(Point annotation listing)
────
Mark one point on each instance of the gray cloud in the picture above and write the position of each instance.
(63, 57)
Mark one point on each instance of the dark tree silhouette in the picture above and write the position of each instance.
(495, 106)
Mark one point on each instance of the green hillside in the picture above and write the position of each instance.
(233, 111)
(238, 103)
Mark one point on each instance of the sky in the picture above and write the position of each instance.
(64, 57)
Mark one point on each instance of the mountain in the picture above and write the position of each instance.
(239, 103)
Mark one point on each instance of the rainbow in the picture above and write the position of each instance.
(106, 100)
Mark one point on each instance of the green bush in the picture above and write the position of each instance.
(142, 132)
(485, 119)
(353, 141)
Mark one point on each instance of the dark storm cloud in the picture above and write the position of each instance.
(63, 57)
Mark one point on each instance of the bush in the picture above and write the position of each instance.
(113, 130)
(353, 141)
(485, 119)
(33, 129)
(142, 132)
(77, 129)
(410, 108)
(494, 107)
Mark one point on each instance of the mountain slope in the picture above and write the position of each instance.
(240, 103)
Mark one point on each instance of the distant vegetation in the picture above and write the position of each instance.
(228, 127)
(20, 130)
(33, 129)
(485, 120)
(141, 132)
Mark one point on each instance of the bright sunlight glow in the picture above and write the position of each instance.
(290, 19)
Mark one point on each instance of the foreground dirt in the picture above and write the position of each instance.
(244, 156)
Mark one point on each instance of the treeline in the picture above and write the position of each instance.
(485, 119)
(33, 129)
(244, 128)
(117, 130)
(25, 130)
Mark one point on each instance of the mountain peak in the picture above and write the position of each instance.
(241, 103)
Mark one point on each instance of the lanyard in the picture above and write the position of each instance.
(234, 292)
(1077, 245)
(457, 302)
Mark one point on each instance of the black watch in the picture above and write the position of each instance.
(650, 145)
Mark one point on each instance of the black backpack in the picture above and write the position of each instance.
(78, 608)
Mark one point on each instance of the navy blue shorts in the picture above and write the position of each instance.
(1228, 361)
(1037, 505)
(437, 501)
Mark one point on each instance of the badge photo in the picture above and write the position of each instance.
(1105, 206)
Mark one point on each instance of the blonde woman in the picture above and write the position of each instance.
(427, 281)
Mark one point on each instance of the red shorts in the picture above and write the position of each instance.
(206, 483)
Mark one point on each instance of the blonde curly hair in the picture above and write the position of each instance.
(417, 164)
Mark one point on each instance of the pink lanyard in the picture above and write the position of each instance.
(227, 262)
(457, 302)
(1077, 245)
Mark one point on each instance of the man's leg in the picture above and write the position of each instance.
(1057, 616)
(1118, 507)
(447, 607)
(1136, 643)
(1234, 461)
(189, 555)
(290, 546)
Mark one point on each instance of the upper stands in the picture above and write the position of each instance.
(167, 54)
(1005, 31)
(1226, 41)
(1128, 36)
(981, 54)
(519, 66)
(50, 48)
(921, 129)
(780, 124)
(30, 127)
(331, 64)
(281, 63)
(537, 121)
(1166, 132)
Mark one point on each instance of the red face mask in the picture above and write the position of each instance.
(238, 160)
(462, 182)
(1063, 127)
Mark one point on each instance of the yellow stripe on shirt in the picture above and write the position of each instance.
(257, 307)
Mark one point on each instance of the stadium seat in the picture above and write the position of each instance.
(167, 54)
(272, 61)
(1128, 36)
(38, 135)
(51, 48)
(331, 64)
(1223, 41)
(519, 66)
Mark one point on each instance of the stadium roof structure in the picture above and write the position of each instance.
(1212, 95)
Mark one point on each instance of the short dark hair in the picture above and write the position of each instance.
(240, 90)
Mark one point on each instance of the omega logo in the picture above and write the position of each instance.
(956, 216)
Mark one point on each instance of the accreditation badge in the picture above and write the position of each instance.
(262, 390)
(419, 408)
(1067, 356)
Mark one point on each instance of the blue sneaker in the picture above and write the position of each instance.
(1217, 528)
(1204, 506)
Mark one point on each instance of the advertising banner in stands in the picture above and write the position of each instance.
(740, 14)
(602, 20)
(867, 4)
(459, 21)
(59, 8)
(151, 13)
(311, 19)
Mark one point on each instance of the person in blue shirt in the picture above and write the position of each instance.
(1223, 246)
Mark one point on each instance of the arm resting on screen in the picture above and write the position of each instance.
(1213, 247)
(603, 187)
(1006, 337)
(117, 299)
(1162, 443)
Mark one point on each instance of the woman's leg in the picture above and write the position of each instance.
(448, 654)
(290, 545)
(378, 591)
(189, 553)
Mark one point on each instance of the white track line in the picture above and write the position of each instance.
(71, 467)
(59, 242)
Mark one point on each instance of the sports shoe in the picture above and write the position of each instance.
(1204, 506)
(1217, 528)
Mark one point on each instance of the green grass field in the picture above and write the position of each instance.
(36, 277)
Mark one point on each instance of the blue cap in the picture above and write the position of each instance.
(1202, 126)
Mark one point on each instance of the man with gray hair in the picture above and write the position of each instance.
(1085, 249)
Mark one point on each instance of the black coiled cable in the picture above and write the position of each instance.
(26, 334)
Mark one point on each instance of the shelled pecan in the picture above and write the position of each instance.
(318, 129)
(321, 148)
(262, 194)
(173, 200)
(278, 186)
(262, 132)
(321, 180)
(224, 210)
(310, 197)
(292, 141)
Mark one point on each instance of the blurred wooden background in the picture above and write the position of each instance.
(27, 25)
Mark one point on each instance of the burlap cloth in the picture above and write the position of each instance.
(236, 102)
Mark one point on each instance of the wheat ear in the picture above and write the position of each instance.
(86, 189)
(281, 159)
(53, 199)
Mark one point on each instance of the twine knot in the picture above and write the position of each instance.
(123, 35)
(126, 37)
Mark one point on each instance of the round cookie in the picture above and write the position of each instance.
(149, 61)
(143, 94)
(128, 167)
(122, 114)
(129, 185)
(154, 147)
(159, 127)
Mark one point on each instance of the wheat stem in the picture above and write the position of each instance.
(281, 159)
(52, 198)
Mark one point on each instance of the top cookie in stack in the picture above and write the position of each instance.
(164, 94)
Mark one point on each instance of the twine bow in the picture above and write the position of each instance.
────
[SET EXERCISE]
Rewrite every line of the listing above as a numbered list, leaving out any blank lines.

[WORKED SOLUTION]
1. Mark one point on each instance of the gray cloud in the picture above and write the position of each instance.
2. (63, 57)
3. Mark one point on each instance of the dark tree silhouette in the picture above and write the position of each instance.
4. (495, 106)
5. Mark one point on each instance of the green hillside in the picture above and write the position of each instance.
6. (233, 111)
7. (238, 103)
8. Mark one point on each instance of the sky in the picture above and write the position of each instance.
9. (64, 57)
10. Mark one point on each instance of the mountain in the picture above and write the position of each instance.
11. (239, 103)
12. Mark one point on each instance of the rainbow in the picture above and write the position of each instance.
13. (106, 100)
14. Mark one point on each instance of the green bush in the picture above and write the position of each instance.
15. (142, 132)
16. (485, 119)
17. (353, 141)
18. Mark one point on each instance of the dark storm cloud in the picture above and write the position of each instance.
19. (63, 57)
20. Mark one point on each instance of the bush in the picture above and write the position of each instance.
21. (113, 130)
22. (353, 141)
23. (485, 119)
24. (33, 129)
25. (142, 132)
26. (77, 129)
27. (410, 108)
28. (494, 107)
29. Mark one point on each instance of the mountain slope in the picture above and write the position of each instance.
30. (240, 103)
31. Mark one point on each instance of the distant vegetation in the picture above and write the position of each instance.
32. (228, 127)
33. (20, 130)
34. (33, 129)
35. (485, 120)
36. (141, 132)
37. Mark one point on each instance of the bright sunlight glow in the picture above and write the position of each instance.
38. (290, 19)
39. Mark one point on each instance of the foreground dirt in the picture above and write the position of each instance.
40. (244, 156)
41. Mark one point on each instance of the treeline in the picture above and write the position of each instance.
42. (485, 119)
43. (33, 129)
44. (244, 128)
45. (117, 130)
46. (25, 130)
47. Mark one point on each instance of the mountain peak in the picture above and write the position of each instance.
48. (241, 103)
49. Mark one point on each instance of the lanyard in the picture above and write the position of each instance.
50. (234, 292)
51. (1077, 245)
52. (457, 302)
53. Mark one point on each instance of the black watch in the picture above and write the position of each instance.
54. (650, 145)
55. Mark one point on each instance of the black backpack in the picture above and write the position of each instance.
56. (78, 608)
57. Mark one point on each instance of the navy blue shorts in the picture above and write the position of each instance.
58. (1228, 361)
59. (1037, 505)
60. (437, 501)
61. Mark one point on each instance of the badge photo in the picture above and write the position of each instance.
62. (1105, 206)
63. Mark one point on each instance of the blonde woman in the picture above and write the position of each instance.
64. (427, 281)
65. Mark one point on each instance of the red shorts in the picture above and write the position of each instance.
66. (206, 483)
67. Mark one point on each instance of the blonde curly hair in the picture above and write the position of each instance.
68. (417, 164)
69. Mark one point on each instance of the pink lanyard in the picture above and write the position of each instance.
70. (227, 262)
71. (457, 302)
72. (1077, 245)
73. Mark one point on each instance of the man's leg in the picture above and write the position of each instance.
74. (1057, 616)
75. (1118, 507)
76. (447, 607)
77. (1136, 643)
78. (1234, 461)
79. (189, 555)
80. (290, 546)
81. Mark one point on each instance of the upper stands in the picture above and write the position of each instance.
82. (167, 54)
83. (1005, 31)
84. (1226, 41)
85. (1128, 36)
86. (981, 54)
87. (519, 66)
88. (50, 48)
89. (921, 129)
90. (780, 124)
91. (30, 127)
92. (331, 64)
93. (281, 63)
94. (537, 121)
95. (1166, 132)
96. Mark one point on each instance of the red face mask in the picture above and write the position of each instance.
97. (238, 160)
98. (462, 182)
99. (1063, 127)
100. Mark one point on each instance of the yellow stripe on shirt in the picture above and write the position of each instance.
101. (257, 307)
102. Mark one point on each instance of the stadium seat in the picture above and write the position of each instance.
103. (167, 54)
104. (272, 61)
105. (1128, 36)
106. (38, 135)
107. (51, 48)
108. (331, 64)
109. (1223, 41)
110. (519, 66)
111. Mark one point on each instance of the stadium roof structure in the picture above and write the position of each instance.
112. (1212, 95)
113. Mark one point on each instance of the short dark hair in the picture above and write the position of each instance.
114. (240, 90)
115. Mark one point on each instance of the omega logo in the picture above and write the position of each instance.
116. (956, 216)
117. Mark one point on each instance of the accreditation badge in the picture above and write the position of each instance.
118. (262, 390)
119. (419, 408)
120. (1067, 356)
121. Mark one point on each instance of the blue sneaker in the picture above and write the position of each instance.
122. (1217, 528)
123. (1204, 506)
124. Mark one point on each instance of the advertising banner in stands in the picture above and write the position of each instance.
125. (740, 14)
126. (602, 20)
127. (867, 4)
128. (459, 21)
129. (59, 8)
130. (151, 13)
131. (311, 19)
132. Mark one point on each instance of the person in blue shirt in the picture above and write the position of each instance.
133. (1223, 246)
134. Mark one point on each instance of the arm resting on screen in the picture above and write the position of each instance.
135. (1213, 247)
136. (603, 187)
137. (1006, 337)
138. (117, 299)
139. (1162, 443)
140. Mark one point on each instance of the woman's leg in the picture above and write the position of each instance.
141. (448, 654)
142. (290, 545)
143. (378, 591)
144. (189, 553)
145. Mark one point on each instance of the white track line in the picture above and write the position of each instance.
146. (71, 467)
147. (59, 242)
148. Mark one point on each instance of the sports shoe in the picture above and write the position of each instance.
149. (1204, 506)
150. (1217, 528)
151. Mark one point on each instance of the green grass field in the picture above and write the position of each instance.
152. (36, 277)
153. Mark one point on each instance of the blue cap in the picture above and write the position of each instance.
154. (1202, 126)
155. Mark one point on each instance of the man with gray hair in the picture above and write the position of each instance.
156. (1085, 249)
157. Mark one point on each instance of the black coiled cable in the picture above and write the position of each instance.
158. (26, 334)
159. Mark one point on each instance of the shelled pecan in the picture above and write the position of each instance.
160. (318, 129)
161. (321, 148)
162. (262, 194)
163. (173, 200)
164. (278, 186)
165. (262, 132)
166. (321, 180)
167. (224, 210)
168. (310, 197)
169. (292, 141)
170. Mark one point on each instance of the blurred wooden background in the picture above and write the position of each instance.
171. (27, 25)
172. Mark one point on each instance of the burlap cloth in the picture above and write the position of each instance.
173. (236, 102)
174. Mark one point on each instance of the wheat ear in the picture above and write the position of each instance.
175. (86, 189)
176. (281, 159)
177. (53, 199)
178. Mark one point on each instance of the twine knot in the picture above and write the position of each instance.
179. (123, 35)
180. (126, 37)
181. Mark one point on each instance of the round cookie in the picture above and write the position of each instance.
182. (149, 61)
183. (143, 94)
184. (128, 167)
185. (122, 114)
186. (129, 185)
187. (154, 147)
188. (159, 127)
189. Mark one point on each instance of the wheat stem in the picture above and write the position of each instance.
190. (281, 159)
191. (52, 198)
192. Mark one point on each instance of the top cookie in stack in the picture above and write the position of each instance.
193. (164, 94)
194. Mark one point on each instance of the twine bow in the picture above and write the position of each instance.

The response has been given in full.